Yves Krismer: Dann entspreche ich wohl dem Klischee. Ich habe mir „No Rhyme No Reason“ tatsächlich nie wieder angehört. Ich glaube, einmal habe ich es in der richtigen Reihenfolge gehört. Man beschäftigt sich ja ein Jahr damit und dann ist irgendwann die Motivation draußen, sich weiter damit zu beschäftigen. Aber: Ich bin stolz auf das Album!

Im Vergleich zu früheren Alben ist das Songwriting zielorientierter und kommt mehr auf den Punkt. Es gibt weniger ausufernde Jam- und Funkparts. War das ein natürlicher Prozess oder eher eine bewusste Entscheidung?  

Yves Krismer: Eher eine bewusste Entscheidung. Ich will bewusst immer etwas andere Musik kreieren. Bei diesem Album wollte ich einfach richtige, echte Songs schreiben. Manchmal funktioniert das besser, manchmal schlechter. Das nächste Album wird sicher wieder anders.

„Übertrieben! Und dick aufgetragen: Butterschichten von mindestens zwei Zentimetern.“

In naher Zukunft soll auch ein Live-Album erscheinen. Was können sich die Fans davon erwarten?  

Yves Krismer: Es wird bombastisch [lacht]! Riesig. Fett. Übertrieben! Und dick aufgetragen: Butterschichten von mindestens zwei Zentimetern. Es sind natürlich viele Tracks von „No Rhyme No Reason“ drauf, aber auch ein ganz neuer Song. Und wie immer viele Jams!

Was ist das Konzept dahinter? Live-Alben sind ja heutzutage nicht mehr so üblich.

────────────────────

◆ **GESTELLTE AUFGABE 1**: Tippe aus dem Interview den Abschnitt ab, der bei den Worten „Yves Krismer: Es“ beginnt und nach „mehr so üblich.“ endet.
◆ **GESTELLTE AUFGABE 2**: Was soll laut dem Interview alles auf dem Live-Album enthalten sein?

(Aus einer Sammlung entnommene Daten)

────────────────────

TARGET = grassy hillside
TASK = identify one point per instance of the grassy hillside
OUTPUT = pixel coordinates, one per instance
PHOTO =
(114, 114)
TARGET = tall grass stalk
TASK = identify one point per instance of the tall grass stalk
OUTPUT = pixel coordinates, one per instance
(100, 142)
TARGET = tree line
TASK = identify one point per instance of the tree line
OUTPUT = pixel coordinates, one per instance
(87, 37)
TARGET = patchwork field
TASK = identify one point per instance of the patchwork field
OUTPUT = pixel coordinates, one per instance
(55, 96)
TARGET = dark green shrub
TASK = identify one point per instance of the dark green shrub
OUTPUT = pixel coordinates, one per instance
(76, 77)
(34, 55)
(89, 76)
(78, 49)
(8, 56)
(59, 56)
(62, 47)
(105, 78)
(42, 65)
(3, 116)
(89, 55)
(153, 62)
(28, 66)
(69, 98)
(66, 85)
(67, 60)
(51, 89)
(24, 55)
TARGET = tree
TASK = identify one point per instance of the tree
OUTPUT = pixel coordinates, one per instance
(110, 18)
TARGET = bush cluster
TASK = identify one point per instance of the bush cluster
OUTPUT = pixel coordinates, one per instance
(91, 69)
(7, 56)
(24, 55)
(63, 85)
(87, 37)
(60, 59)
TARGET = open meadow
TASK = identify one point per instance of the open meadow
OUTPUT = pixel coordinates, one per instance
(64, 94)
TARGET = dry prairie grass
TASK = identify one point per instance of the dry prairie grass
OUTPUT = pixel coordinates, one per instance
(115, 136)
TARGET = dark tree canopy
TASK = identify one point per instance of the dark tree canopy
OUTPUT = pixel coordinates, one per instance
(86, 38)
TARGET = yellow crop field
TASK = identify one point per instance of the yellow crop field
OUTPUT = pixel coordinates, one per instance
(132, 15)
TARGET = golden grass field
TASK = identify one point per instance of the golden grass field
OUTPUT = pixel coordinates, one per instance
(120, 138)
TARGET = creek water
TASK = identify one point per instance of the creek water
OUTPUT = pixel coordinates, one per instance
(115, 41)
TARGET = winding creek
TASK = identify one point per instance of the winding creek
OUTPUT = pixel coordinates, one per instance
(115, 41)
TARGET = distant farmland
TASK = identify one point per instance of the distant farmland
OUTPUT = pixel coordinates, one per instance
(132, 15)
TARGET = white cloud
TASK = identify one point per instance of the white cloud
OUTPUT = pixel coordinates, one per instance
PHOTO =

────────────────────

◆ **ERGEBNIS DER AUFGABE 1**:
Yves Krismer: Es wird bombastisch [lacht]! Riesig. Fett. Übertrieben! Und dick aufgetragen: Butterschichten von mindestens zwei Zentimetern. Es sind natürlich viele Tracks von „No Rhyme No Reason“ drauf, aber auch ein ganz neuer Song. Und wie immer viele Jams!

Was ist das Konzept dahinter? Live-Alben sind ja heutzutage nicht mehr so üblich.

◆ **ERGEBNIS DER AUFGABE 2**:
- viele Tracks von „No Rhyme No Reason“
- ein ganz neuer Song
- viele Jams